▶ **Given entries**
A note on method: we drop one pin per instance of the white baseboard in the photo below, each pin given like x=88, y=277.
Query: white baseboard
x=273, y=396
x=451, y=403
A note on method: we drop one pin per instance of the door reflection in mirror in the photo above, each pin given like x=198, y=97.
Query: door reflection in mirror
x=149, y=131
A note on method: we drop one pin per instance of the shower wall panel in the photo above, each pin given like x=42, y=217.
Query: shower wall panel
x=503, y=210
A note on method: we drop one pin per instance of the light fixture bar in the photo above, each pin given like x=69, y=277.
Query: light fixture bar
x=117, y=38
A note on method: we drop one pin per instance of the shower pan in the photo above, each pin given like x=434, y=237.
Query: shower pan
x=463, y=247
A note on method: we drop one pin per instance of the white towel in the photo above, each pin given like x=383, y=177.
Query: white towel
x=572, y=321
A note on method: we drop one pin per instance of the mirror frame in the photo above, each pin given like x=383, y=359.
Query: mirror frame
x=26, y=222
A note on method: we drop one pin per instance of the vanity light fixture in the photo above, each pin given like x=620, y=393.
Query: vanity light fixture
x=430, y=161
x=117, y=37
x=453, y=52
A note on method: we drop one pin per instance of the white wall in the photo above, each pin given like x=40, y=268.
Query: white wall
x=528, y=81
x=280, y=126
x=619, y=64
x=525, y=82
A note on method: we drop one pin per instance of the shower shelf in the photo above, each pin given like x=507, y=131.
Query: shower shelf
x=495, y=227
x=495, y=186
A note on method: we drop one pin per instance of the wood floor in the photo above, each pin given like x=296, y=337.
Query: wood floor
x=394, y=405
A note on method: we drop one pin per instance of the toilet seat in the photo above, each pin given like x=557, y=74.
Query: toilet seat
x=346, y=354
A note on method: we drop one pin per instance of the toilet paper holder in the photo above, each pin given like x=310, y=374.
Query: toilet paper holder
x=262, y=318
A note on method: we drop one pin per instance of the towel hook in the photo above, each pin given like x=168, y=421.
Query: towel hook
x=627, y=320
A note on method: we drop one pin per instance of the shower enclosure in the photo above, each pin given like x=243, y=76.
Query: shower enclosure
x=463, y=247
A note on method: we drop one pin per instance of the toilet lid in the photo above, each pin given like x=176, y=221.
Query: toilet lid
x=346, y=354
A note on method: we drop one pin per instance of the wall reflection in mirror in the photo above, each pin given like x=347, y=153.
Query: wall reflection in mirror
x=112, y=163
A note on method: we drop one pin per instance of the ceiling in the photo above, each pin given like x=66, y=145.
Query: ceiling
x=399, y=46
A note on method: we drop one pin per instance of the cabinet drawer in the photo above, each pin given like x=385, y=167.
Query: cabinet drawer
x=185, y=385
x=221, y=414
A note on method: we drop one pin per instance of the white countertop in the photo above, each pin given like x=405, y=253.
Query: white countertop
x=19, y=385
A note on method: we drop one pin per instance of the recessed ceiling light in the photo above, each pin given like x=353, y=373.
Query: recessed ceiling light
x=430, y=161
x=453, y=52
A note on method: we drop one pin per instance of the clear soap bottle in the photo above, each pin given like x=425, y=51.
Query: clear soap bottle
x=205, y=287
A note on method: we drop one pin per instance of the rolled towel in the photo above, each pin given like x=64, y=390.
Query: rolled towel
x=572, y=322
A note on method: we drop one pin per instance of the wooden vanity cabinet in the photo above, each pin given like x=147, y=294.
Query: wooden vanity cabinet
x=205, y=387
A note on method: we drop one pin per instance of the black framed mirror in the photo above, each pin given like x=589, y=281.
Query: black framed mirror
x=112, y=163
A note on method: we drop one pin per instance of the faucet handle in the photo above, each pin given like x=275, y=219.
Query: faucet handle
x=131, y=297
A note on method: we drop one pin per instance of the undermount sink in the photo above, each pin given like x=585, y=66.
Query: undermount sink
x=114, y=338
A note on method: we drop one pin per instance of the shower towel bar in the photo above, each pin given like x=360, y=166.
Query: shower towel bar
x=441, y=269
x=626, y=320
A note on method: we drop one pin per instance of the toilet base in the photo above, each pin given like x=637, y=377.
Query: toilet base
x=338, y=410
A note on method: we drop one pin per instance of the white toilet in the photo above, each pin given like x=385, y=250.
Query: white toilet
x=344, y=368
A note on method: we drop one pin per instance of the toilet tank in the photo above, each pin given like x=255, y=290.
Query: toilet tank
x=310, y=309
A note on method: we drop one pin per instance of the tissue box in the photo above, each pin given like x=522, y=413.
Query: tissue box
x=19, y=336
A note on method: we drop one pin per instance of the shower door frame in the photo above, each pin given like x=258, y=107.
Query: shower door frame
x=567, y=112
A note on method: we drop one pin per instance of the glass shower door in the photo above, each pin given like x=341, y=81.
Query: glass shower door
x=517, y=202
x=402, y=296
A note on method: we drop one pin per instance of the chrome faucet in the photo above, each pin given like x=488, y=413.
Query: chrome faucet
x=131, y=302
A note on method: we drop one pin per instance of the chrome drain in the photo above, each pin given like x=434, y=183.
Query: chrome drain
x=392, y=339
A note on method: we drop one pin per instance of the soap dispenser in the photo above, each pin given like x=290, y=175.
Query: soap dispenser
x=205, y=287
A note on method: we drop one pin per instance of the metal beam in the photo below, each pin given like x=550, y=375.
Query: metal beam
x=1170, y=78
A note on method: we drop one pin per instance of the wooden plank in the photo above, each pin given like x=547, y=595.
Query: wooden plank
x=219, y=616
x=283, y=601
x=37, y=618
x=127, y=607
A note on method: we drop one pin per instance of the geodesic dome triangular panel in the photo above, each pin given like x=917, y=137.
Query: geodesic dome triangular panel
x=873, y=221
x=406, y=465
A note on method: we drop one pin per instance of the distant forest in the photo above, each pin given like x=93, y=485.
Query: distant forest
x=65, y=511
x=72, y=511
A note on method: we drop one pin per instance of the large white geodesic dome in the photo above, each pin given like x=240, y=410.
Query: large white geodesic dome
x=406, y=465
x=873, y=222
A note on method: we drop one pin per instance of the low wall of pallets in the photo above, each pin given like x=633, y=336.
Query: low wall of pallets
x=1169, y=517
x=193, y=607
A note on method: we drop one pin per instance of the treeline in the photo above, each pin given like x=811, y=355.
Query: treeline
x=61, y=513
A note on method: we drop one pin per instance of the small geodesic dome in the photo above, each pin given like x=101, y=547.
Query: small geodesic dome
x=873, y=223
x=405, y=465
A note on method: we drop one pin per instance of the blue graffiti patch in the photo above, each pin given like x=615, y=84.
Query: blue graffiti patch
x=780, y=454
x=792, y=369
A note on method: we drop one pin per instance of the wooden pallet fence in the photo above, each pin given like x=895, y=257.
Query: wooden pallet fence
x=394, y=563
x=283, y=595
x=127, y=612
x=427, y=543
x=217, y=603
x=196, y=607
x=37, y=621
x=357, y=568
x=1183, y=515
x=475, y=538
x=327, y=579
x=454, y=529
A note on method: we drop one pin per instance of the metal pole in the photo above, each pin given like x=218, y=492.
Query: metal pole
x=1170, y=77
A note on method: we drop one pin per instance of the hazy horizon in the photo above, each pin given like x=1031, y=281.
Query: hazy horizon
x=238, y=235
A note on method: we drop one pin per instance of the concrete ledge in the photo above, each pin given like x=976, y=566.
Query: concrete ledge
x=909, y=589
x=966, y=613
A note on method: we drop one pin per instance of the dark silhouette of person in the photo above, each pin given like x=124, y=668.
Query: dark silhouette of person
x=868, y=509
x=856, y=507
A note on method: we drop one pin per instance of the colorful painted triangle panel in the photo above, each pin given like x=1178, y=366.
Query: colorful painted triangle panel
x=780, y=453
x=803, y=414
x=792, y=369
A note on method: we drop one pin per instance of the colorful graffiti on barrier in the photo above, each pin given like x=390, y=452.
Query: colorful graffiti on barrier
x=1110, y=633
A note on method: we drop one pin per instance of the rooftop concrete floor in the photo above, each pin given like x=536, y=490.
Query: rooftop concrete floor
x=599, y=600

▶ **Aim**
Starting at the line that contains "like x=124, y=668.", output each remaining line of the listing, the last line included, exactly as it appears.

▶ **Task result**
A note on method: we drop one pin per instance of the dark silhouette of person in the photo above, each pin given like x=124, y=668.
Query: dark silhouette of person
x=868, y=509
x=856, y=507
A note on method: we drop one pin per instance of the colorful painted triangle panel in the photo above, each pin given like x=1178, y=366.
Query: colorful painted triangle panel
x=780, y=453
x=803, y=414
x=792, y=369
A note on method: we drop one pin per instance of the colorful graffiti on barrier in the photo above, each pin given like x=390, y=452.
Query: colorful graffiti on barrier
x=1110, y=633
A note on method: we drop one pin per instance of the rooftop concrete floor in the photo above, each pin given like x=536, y=490.
Query: rooftop concrete floor
x=599, y=600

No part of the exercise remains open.